(Your objective):
Answer these questions from the message about classical manuscripts below.
(a) According to what David Pingree once said, about how many manuscripts of ancient Greek survive?
(b) Within what period were the vast majority of surviving Sanskrit manuscripts produced?
(c) When was the production of manuscripts in Latin and Greek coming to an end?

Classical heritages

Richard Gombrich richard.gombrich at BALLIOL.OX.AC.UK
Thu Mar 19 15:38:16 UTC 2009


Dear colleagues,  I remember that the late Prof. David Pingree once  
said to me in conversation that there were about 30,000 surviving mss  
of ancient Greek, a smaller number of Latin, and several million of  
Sanskrit.  The trouble is, of course, that one is never comparing like  
with like.  Almost all the surviving Sanskrit mss have been produced  
within the last millennium; the vast majority, indeed, within the last  
half millennium.  The production of mss in Latin and Greek was coming  
to an end 500 years ago, and I believe that virtually no texts  
physically survive from classical antiquity.  Inscriptions of course  
are negligible in physical quantity compared to the kind of texts I  
mean.

(Information shown):

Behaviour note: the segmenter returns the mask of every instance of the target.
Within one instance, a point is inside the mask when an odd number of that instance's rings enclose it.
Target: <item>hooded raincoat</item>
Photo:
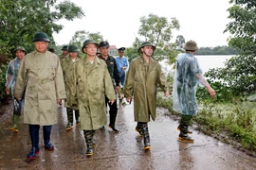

(Expected answer):
(a) About 30,000.
(b) Within the last half millennium.
(c) 500 years ago.